(Beginning of Material provided)

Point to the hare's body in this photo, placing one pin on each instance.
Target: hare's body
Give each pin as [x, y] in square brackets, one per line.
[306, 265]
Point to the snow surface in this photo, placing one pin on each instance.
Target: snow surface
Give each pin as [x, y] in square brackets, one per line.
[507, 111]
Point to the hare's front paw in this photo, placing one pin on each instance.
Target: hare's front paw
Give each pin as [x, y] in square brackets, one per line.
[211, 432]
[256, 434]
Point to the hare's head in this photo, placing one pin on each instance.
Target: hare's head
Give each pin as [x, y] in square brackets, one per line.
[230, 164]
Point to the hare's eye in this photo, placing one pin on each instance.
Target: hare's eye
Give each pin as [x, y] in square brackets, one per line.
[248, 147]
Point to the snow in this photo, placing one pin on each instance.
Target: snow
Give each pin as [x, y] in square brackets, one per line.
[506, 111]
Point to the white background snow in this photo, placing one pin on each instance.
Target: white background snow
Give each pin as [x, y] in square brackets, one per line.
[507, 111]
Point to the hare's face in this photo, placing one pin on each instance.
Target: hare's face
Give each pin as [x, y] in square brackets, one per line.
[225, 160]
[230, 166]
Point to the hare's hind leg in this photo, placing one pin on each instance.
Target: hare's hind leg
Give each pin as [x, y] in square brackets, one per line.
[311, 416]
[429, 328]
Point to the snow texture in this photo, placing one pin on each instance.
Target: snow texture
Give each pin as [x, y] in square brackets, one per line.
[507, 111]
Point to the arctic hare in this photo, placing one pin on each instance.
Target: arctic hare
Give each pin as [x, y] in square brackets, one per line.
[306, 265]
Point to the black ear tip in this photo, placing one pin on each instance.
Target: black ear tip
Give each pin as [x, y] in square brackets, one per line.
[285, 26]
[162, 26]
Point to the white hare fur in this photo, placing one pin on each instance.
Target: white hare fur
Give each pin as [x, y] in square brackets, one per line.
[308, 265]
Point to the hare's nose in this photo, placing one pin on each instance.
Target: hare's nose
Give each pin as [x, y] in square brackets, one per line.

(End of Material provided)

From the material above, copy out every line bearing the string "front".

Point to the hare's front paw in this photo, placing one pin on each instance.
Target: hare's front paw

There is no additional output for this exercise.